_What you are asked to do_. Reproduce the listing in full. Keep every character unchanged.
————————
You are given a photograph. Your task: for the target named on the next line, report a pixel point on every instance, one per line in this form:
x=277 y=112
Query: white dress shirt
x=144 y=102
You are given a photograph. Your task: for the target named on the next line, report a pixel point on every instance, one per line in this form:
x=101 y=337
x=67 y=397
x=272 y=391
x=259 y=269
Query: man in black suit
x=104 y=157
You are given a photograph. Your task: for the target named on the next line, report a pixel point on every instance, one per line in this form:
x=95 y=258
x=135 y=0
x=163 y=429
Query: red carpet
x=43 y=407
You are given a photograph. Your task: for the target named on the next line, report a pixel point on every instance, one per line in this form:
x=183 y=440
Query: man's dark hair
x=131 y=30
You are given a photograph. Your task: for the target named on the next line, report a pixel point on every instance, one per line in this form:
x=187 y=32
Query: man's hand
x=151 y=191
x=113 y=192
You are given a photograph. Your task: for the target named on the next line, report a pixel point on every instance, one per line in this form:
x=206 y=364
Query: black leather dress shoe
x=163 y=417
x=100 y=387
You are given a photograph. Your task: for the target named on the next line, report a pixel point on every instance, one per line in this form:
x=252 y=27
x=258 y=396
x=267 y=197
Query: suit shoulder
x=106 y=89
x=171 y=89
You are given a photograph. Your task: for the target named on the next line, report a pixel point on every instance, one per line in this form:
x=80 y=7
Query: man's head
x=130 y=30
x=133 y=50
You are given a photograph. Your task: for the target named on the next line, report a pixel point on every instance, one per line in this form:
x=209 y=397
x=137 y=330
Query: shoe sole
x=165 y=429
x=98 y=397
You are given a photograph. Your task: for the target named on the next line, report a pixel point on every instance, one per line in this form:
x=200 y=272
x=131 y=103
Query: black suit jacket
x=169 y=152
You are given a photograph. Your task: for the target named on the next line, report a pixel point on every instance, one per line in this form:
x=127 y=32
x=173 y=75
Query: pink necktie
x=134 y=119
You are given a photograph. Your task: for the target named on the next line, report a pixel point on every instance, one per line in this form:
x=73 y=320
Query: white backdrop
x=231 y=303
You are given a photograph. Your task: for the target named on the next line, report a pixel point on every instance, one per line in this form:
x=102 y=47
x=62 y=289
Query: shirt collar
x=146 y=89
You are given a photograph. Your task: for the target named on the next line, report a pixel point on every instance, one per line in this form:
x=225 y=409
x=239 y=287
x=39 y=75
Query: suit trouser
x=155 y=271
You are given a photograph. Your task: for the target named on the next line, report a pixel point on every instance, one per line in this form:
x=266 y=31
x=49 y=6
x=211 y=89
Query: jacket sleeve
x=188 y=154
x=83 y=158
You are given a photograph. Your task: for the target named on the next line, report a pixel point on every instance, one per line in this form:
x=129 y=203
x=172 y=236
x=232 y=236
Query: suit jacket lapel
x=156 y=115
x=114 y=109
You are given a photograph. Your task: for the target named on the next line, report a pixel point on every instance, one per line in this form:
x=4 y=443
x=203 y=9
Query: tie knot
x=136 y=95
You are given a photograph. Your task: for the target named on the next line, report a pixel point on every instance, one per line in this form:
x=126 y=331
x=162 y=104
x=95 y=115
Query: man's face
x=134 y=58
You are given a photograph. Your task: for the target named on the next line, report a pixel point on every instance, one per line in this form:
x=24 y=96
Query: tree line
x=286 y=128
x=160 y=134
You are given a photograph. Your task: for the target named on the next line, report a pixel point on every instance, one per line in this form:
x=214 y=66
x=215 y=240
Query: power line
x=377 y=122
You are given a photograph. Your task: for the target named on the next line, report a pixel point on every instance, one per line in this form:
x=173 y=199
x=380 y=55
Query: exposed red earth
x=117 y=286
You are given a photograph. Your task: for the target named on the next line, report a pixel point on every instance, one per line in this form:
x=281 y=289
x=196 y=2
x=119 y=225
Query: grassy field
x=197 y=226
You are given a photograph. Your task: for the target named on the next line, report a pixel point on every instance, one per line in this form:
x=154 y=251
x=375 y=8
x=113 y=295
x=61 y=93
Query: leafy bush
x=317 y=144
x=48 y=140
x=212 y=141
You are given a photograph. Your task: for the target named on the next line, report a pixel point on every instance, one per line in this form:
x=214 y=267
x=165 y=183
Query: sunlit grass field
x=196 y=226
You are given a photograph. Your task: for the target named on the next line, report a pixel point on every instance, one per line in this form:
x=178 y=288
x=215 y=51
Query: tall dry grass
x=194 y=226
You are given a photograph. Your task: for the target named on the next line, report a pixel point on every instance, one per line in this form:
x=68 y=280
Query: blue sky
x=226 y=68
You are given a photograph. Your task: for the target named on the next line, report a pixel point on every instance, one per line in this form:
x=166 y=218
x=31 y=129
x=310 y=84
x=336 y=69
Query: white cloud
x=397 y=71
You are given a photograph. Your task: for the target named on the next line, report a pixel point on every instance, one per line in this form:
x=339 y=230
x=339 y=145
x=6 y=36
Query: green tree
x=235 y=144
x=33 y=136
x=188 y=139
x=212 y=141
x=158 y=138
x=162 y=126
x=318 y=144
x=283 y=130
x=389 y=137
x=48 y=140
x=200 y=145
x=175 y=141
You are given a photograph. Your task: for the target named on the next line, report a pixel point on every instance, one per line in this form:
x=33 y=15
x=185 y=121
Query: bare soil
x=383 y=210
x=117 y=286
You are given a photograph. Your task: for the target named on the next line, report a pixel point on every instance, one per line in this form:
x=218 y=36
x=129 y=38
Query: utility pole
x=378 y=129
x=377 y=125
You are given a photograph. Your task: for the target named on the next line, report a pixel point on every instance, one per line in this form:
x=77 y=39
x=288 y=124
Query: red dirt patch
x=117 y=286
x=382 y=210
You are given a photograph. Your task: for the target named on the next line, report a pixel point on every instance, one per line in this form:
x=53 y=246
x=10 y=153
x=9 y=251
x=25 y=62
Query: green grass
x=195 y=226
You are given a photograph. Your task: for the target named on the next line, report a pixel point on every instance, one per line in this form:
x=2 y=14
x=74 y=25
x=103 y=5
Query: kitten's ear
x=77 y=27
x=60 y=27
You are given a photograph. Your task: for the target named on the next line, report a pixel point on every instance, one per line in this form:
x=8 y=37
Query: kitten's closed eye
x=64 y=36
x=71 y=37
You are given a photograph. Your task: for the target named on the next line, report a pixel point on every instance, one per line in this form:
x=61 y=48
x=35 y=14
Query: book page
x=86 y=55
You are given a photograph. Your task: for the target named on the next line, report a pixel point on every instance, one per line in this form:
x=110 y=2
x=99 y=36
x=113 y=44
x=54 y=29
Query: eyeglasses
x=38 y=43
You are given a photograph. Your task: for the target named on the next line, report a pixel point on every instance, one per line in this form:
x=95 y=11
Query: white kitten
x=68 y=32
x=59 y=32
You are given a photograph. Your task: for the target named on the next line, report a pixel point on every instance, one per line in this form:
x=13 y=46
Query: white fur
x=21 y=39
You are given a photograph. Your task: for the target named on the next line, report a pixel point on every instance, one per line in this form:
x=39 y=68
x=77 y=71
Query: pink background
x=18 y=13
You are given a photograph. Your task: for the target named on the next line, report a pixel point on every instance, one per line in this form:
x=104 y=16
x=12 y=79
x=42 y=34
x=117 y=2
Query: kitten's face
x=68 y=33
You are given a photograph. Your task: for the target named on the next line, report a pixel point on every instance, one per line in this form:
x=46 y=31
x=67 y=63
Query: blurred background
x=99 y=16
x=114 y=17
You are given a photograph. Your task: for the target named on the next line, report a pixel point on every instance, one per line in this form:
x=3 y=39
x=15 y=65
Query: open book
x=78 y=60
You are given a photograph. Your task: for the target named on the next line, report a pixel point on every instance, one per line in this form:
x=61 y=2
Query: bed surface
————————
_Solution for this exercise_.
You are given a photograph. Your task: for the target named on the next line, report a pixel point on every instance, one per line in this form:
x=277 y=112
Query: white dress shirt
x=144 y=102
You are given a photograph. Your task: for the target named on the next line, report a pixel point on every instance, one per line in this form:
x=101 y=337
x=67 y=397
x=272 y=391
x=259 y=269
Query: man in black suit
x=104 y=157
You are given a photograph. Your task: for the target named on the next line, report a pixel point on every instance, one per line in this form:
x=95 y=258
x=135 y=0
x=163 y=429
Query: red carpet
x=43 y=407
You are given a photograph. Your task: for the target named on the next line, report a pixel point on every instance, one per line in this form:
x=183 y=440
Query: man's dark hair
x=131 y=30
You are given a photograph. Your task: for the target named on the next line, report a pixel point on every instance, one per line in this form:
x=187 y=32
Query: man's hand
x=151 y=191
x=113 y=192
You are given a photograph. Your task: for the target named on the next line, report a pixel point on every instance, one per line in this form:
x=206 y=364
Query: black leather dress shoe
x=163 y=417
x=100 y=387
You are given a photograph. Your task: for the target named on the next line, report a pixel point on every instance, one per line in this form:
x=252 y=27
x=258 y=396
x=267 y=197
Query: suit shoulder
x=106 y=89
x=171 y=89
You are given a photograph. Your task: for the target named on the next line, report a pixel point on every instance, one per line in this form:
x=80 y=7
Query: man's head
x=130 y=30
x=133 y=50
You are given a photograph. Your task: for the target named on the next line, report a pixel point on every instance, one per line in this form:
x=209 y=397
x=137 y=330
Query: shoe sole
x=165 y=429
x=98 y=397
You are given a photograph. Your task: for the target named on the next line, report a pixel point on every instance, one per line in this form:
x=200 y=272
x=131 y=103
Query: black suit jacket
x=169 y=152
You are given a photograph. Your task: for the target named on the next line, report a pixel point on every instance, one per line in this form:
x=127 y=32
x=173 y=75
Query: pink necktie
x=134 y=119
You are given a photograph. Your task: for the target named on the next line, report a pixel point on every instance, one per line in this form:
x=73 y=320
Query: white backdrop
x=231 y=303
You are given a photograph. Your task: for the target named on the next line, report a pixel point on every instance, one per line in this form:
x=102 y=47
x=62 y=289
Query: shirt collar
x=146 y=89
You are given a photograph. Your task: for the target named on the next line, report a pixel point on every instance, one per line in this form:
x=225 y=409
x=239 y=287
x=39 y=75
Query: suit trouser
x=155 y=271
You are given a photograph. Your task: for the target named on the next line, report a pixel point on every instance, one per line in this form:
x=266 y=31
x=49 y=6
x=211 y=89
Query: jacket sleeve
x=188 y=154
x=83 y=158
You are given a photograph. Your task: for the target named on the next line, report a pixel point on every instance, one per line in this form:
x=129 y=203
x=172 y=236
x=232 y=236
Query: suit jacket lapel
x=156 y=115
x=114 y=109
You are given a photograph. Your task: for the target named on the next line, report a pixel point on every instance, one per line in this form:
x=4 y=443
x=203 y=9
Query: tie knot
x=136 y=95
You are given a photograph. Your task: for the target named on the next line, report a pixel point on every instance, one per line in this form:
x=126 y=331
x=162 y=104
x=95 y=115
Query: man's face
x=134 y=58
You are given a photograph. Your task: for the target named on the next line, report a pixel point on every instance, one per line in this form:
x=24 y=96
Query: tree line
x=286 y=128
x=160 y=134
You are given a photograph. Your task: for the target named on the next line, report a pixel point on every instance, one per line in this form:
x=214 y=66
x=215 y=240
Query: power line
x=377 y=122
You are given a photograph. Your task: for the target named on the next line, report a pixel point on every instance, one per line in this form:
x=173 y=199
x=380 y=55
Query: exposed red earth
x=117 y=286
You are given a photograph. Your task: for the target named on the next line, report a pixel point on every instance, one per line in this form:
x=281 y=289
x=196 y=2
x=119 y=225
Query: grassy field
x=197 y=226
You are given a photograph. Your task: for the target named on the next line, report a pixel point on every instance, one per line in this form:
x=154 y=251
x=375 y=8
x=113 y=295
x=61 y=93
Query: leafy bush
x=317 y=144
x=48 y=140
x=212 y=141
You are given a photograph. Your task: for the target named on the next line, report a pixel point on every instance, one per line in this form:
x=214 y=267
x=165 y=183
Query: sunlit grass field
x=196 y=226
You are given a photograph. Your task: for the target named on the next line, report a pixel point on every instance, one per line in this form:
x=178 y=288
x=215 y=51
Query: tall dry grass
x=194 y=226
You are given a photograph. Your task: for the target named on the next line, report a pixel point on every instance, one per line in this form:
x=68 y=280
Query: blue sky
x=226 y=68
You are given a photograph. Your task: for the target named on the next line, report a pixel point on every instance, one per line in this form:
x=166 y=218
x=31 y=129
x=310 y=84
x=336 y=69
Query: white cloud
x=397 y=71
You are given a photograph. Your task: for the target named on the next line, report a pixel point on every instance, one per line in this form:
x=339 y=230
x=339 y=145
x=6 y=36
Query: green tree
x=235 y=144
x=33 y=136
x=188 y=139
x=212 y=141
x=158 y=138
x=162 y=126
x=318 y=144
x=283 y=130
x=389 y=137
x=48 y=140
x=200 y=145
x=175 y=141
You are given a photograph. Your task: for the target named on the next line, report a pixel point on every instance, one per line in this form:
x=33 y=15
x=185 y=121
Query: bare soil
x=383 y=210
x=117 y=286
You are given a photograph. Your task: for the target named on the next line, report a pixel point on every instance, one per line in this form:
x=218 y=36
x=129 y=38
Query: utility pole
x=378 y=129
x=377 y=125
You are given a photograph. Your task: for the target named on the next line, report a pixel point on every instance, one per line in this form:
x=77 y=39
x=288 y=124
Query: red dirt patch
x=117 y=286
x=382 y=210
You are given a photograph. Your task: for the target named on the next line, report a pixel point on every instance, one per line in this form:
x=53 y=246
x=10 y=153
x=9 y=251
x=25 y=62
Query: green grass
x=195 y=226
You are given a photograph. Your task: for the target named on the next line, report a pixel point on every instance, one per line in this form:
x=2 y=14
x=74 y=25
x=103 y=5
Query: kitten's ear
x=77 y=27
x=60 y=27
You are given a photograph. Your task: for the target named on the next line, report a pixel point on every instance, one per line in this form:
x=8 y=37
Query: kitten's closed eye
x=64 y=36
x=71 y=37
You are given a photograph. Your task: for the target named on the next line, report a pixel point on every instance, one per line in this form:
x=61 y=48
x=35 y=14
Query: book page
x=86 y=55
You are given a photograph. Your task: for the target named on the next line, report a pixel point on every instance, one per line in this form:
x=110 y=2
x=99 y=36
x=113 y=44
x=54 y=29
Query: eyeglasses
x=38 y=43
You are given a photograph. Your task: for the target named on the next line, report a pixel point on every instance, one per line in this form:
x=95 y=11
Query: white kitten
x=68 y=32
x=59 y=32
You are given a photograph. Your task: for the target named on the next line, report a pixel point on every instance, one per line in this form:
x=13 y=46
Query: white fur
x=21 y=39
You are given a photograph. Your task: for the target named on the next line, report a pixel point on every instance, one per line in this form:
x=39 y=68
x=77 y=71
Query: pink background
x=18 y=13
You are given a photograph. Your task: for the target named on the next line, report a pixel point on every instance, one per line in this form:
x=104 y=16
x=12 y=79
x=42 y=34
x=117 y=2
Query: kitten's face
x=68 y=33
You are given a photograph. Your task: for the target named on the next line, report a pixel point on every instance, one per line in this form:
x=46 y=31
x=67 y=63
Query: blurred background
x=99 y=16
x=114 y=17
You are given a photograph. Your task: for the target named on the next line, report a pixel point on every instance, one per line in this form:
x=3 y=39
x=15 y=65
Query: open book
x=78 y=60
You are given a photograph. Your task: for the target named on the next line, report a pixel point on every instance, one per line in this form:
x=61 y=2
Query: bed surface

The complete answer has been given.